> Goal: Return the records below from the line containing "Practice. Annotate every instance of the smiling" onward, exactly, through and including the last line.

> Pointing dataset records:
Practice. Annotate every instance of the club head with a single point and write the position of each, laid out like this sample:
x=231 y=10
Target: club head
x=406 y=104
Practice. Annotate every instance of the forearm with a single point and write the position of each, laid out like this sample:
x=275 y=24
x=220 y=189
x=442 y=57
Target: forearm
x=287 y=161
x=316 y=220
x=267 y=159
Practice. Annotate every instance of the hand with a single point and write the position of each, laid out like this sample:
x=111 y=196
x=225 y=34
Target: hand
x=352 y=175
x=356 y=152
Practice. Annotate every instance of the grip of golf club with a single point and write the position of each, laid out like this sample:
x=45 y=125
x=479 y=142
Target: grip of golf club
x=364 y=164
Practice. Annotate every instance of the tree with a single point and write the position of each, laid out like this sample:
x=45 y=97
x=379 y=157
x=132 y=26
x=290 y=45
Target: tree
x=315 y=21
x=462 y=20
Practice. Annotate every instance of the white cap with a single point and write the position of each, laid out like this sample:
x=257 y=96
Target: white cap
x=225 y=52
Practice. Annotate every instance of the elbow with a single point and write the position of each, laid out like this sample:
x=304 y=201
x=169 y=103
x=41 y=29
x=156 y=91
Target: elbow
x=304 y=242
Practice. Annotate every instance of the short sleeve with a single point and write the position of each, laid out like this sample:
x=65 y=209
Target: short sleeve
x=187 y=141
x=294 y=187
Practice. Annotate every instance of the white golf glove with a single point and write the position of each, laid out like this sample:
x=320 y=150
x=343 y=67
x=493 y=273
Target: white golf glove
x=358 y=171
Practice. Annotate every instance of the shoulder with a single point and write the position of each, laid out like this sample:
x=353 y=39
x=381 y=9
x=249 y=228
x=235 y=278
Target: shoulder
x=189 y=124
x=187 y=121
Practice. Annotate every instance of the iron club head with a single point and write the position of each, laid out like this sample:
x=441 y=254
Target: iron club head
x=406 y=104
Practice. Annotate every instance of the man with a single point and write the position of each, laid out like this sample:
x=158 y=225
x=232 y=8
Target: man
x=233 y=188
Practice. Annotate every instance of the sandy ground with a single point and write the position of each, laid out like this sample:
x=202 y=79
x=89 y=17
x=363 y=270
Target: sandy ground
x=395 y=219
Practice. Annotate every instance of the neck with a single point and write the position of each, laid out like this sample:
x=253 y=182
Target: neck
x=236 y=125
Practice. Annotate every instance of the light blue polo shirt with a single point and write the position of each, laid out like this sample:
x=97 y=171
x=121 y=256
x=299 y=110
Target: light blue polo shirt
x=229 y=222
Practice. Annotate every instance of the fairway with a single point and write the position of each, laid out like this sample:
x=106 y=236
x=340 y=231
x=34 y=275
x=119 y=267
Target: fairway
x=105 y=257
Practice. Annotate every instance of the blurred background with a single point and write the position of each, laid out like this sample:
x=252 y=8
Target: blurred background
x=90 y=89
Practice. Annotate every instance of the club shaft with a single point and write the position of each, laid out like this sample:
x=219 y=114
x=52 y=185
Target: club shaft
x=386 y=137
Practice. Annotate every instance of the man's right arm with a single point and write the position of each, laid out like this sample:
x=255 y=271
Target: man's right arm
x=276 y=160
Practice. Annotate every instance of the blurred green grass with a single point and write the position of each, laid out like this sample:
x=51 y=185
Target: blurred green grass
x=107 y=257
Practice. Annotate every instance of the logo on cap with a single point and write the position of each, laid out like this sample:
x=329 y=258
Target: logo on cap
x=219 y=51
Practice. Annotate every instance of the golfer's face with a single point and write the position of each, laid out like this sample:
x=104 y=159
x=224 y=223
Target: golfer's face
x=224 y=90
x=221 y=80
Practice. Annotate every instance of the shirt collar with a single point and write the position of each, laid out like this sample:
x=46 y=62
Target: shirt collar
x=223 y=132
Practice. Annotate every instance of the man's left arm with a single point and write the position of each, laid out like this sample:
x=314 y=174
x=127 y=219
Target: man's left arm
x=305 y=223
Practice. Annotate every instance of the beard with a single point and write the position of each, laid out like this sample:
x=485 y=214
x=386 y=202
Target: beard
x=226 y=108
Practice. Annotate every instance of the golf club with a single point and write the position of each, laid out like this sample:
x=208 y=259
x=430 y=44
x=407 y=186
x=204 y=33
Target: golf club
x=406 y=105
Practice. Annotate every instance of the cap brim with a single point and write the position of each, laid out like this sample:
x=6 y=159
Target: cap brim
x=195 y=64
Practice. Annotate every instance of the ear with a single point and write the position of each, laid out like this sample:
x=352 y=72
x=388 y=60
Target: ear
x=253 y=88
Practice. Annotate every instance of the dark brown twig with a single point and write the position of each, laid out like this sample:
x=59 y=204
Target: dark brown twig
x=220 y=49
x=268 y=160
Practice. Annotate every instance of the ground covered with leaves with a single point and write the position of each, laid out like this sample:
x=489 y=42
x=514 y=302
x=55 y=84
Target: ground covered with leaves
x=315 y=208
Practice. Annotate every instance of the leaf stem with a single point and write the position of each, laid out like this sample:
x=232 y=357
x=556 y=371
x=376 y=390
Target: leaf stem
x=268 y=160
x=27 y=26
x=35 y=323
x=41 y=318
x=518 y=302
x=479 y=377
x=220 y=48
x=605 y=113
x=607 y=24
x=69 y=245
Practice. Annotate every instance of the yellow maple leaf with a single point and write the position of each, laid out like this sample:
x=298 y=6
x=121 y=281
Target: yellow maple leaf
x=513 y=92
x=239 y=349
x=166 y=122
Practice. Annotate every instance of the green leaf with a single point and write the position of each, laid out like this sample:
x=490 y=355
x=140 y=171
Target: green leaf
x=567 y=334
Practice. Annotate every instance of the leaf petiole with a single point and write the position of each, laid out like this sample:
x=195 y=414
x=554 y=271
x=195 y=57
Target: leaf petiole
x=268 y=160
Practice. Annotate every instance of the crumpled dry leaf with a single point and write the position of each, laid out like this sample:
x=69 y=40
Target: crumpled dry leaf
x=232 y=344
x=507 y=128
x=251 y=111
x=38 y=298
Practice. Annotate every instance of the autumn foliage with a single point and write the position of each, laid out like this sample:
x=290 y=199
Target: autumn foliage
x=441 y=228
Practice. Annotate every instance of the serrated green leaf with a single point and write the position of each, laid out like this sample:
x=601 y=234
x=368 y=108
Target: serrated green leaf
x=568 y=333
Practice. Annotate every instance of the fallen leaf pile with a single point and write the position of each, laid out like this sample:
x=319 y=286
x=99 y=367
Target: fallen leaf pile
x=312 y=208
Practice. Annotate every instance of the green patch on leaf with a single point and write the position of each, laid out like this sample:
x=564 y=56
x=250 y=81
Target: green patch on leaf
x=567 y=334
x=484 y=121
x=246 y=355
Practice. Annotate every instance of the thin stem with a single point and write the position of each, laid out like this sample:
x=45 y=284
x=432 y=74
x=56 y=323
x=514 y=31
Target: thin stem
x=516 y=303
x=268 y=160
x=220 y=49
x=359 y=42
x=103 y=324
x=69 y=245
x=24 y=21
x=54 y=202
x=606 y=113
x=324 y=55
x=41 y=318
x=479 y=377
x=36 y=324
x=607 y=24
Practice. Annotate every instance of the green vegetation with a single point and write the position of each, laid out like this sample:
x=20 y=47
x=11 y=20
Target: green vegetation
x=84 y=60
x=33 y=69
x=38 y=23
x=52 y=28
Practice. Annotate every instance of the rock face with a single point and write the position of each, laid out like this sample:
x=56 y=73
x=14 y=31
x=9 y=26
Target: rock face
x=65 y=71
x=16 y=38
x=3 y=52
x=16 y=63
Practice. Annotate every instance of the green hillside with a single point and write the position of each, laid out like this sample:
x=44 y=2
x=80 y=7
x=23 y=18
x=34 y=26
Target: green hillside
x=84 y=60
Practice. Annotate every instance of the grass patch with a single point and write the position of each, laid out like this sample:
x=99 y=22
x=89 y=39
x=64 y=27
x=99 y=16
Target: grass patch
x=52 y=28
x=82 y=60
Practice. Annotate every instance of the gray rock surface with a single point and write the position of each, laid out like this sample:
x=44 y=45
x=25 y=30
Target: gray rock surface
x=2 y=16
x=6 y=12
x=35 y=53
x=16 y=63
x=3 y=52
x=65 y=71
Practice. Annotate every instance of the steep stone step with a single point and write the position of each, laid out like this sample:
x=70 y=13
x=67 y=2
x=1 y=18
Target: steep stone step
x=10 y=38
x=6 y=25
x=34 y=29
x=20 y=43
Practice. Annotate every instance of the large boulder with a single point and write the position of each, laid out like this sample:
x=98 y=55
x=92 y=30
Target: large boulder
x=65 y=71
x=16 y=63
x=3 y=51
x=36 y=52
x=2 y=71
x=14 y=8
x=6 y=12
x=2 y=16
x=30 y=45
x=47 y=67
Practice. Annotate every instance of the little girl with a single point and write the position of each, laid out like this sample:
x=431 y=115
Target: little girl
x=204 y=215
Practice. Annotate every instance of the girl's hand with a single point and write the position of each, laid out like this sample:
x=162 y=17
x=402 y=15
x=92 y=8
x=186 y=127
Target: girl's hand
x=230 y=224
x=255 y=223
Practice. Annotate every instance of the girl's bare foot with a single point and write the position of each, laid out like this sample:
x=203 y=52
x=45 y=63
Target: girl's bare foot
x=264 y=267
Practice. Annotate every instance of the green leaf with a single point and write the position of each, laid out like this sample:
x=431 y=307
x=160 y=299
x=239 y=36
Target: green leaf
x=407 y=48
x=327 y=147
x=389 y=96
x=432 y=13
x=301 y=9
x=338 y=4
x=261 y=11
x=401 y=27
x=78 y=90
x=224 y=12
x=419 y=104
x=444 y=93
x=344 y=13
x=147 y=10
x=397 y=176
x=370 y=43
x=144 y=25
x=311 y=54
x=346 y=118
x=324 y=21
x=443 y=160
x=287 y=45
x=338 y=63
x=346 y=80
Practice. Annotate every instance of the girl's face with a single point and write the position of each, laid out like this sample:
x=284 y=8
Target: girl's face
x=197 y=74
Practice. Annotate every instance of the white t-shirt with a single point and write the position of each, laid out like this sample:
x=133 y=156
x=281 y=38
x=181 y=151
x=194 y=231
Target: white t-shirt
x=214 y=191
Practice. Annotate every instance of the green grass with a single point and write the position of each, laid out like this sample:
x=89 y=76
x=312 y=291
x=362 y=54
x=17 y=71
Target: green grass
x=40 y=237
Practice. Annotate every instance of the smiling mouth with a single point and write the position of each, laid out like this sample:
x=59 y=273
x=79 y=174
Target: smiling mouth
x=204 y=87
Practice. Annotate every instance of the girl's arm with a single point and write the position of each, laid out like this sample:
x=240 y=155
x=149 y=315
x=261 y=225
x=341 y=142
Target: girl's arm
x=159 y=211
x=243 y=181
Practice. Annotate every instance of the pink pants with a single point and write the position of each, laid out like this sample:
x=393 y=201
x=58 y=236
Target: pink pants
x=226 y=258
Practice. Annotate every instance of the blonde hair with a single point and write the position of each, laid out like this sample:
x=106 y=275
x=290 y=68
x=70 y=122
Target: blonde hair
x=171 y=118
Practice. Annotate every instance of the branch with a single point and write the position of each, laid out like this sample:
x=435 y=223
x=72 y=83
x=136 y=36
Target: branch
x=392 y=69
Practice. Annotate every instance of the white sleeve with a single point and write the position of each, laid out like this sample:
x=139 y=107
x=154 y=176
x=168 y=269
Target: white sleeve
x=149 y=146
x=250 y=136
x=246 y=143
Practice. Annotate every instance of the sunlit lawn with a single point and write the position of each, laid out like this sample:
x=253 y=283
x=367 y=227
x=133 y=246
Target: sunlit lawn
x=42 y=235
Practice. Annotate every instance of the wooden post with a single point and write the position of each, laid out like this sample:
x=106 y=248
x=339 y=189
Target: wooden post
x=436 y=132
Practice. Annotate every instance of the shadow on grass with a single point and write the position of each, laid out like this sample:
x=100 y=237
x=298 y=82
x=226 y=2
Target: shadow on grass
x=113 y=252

> Answer to the problem:
Practice. Annotate every instance of the smiling mouth with a single point and write the position of each, laid out like this sample:
x=59 y=273
x=79 y=174
Target: smiling mouth
x=204 y=87
Practice. Annotate every instance of the girl's arm with a single point and write the position of each, laid out like this sample:
x=240 y=155
x=149 y=315
x=261 y=225
x=341 y=142
Target: girl's arm
x=159 y=211
x=243 y=181
Practice. Annotate every instance of the pink pants with a single point and write the position of each, laid out like this sample:
x=393 y=201
x=58 y=236
Target: pink pants
x=226 y=258
Practice. Annotate every instance of the blonde hair with a single point and write the position of each, laid out like this sample:
x=106 y=275
x=290 y=68
x=70 y=122
Target: blonde hair
x=171 y=118
Practice. Annotate every instance of the branch with a single point and write the position of each, laid out like this sample:
x=435 y=223
x=72 y=83
x=136 y=36
Target: branch
x=392 y=69
Practice. Annotate every instance of the white sleeve with a single point and write the position of each, laid out like this sample:
x=139 y=107
x=154 y=176
x=168 y=269
Target: white sleeve
x=149 y=146
x=250 y=136
x=246 y=143
Practice. Annotate every instance of the sunlit lawn with a single point and write the position of each, laid out like this sample:
x=253 y=283
x=367 y=227
x=133 y=246
Target: sunlit lawn
x=42 y=235
Practice. Annotate every instance of the wooden post with a single point and write the position of each, laid out like this sample:
x=106 y=248
x=339 y=189
Target: wooden post
x=436 y=132
Practice. Annotate every instance of the shadow on grass with a single point and write the position of each, laid out like this sample:
x=100 y=237
x=298 y=82
x=226 y=2
Target: shadow on grass
x=113 y=252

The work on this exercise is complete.